_Entries from a pointing dataset_
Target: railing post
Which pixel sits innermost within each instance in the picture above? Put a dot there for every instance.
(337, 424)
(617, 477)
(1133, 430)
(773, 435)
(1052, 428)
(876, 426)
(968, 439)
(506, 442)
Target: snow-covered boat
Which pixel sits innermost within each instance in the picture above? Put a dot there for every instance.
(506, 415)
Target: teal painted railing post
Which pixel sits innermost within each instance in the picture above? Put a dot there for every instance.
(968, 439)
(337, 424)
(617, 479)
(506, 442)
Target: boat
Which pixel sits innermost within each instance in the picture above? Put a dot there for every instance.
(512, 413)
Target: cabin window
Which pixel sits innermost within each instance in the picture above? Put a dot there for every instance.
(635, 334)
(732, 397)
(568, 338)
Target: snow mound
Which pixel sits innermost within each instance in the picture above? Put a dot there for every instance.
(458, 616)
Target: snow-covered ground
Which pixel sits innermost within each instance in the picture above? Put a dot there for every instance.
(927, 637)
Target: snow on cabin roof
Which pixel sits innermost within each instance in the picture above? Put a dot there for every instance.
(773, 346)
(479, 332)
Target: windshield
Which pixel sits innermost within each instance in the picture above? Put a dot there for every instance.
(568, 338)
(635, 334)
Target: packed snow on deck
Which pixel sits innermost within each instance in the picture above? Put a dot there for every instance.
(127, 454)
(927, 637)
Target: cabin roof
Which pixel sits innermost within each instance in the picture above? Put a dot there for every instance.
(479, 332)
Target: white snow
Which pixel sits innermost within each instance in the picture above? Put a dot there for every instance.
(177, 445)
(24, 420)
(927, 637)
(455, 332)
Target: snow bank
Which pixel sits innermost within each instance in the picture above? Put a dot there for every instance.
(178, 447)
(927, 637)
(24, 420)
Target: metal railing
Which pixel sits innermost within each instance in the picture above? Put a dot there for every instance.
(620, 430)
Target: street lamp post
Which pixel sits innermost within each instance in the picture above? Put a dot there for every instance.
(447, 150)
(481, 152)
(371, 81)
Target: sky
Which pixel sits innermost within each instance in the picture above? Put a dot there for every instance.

_Task goal_
Rescale the part of the items that opens with the line containing "Target: white snow" and closes at the end of the items, both ends included. Repeat every line in that part, requests too, but multiply each coordinate in the answers by 2.05 and round to whole numbers, halves up.

_Answer in full_
Target: white snow
Which pixel sits innermost within each instance in the picture above? Put a dot there for every instance.
(363, 912)
(49, 861)
(1900, 1306)
(933, 681)
Target: snow bank
Which pixel sits innermost within each instance in the picture above? Put a dot there for every instance.
(365, 916)
(1900, 1306)
(49, 861)
Target: metal railing
Which pixel sits innermost within each instance in the picture above? Put a dot there for every instance.
(1271, 882)
Target: street lamp post
Which pixel sits innermost within each instance in the picture above? Put a dot there for every instance.
(916, 308)
(986, 312)
(761, 166)
Target: sky
Which pixel sits innermost within each instance in the picture above? Put a dot there for every instance.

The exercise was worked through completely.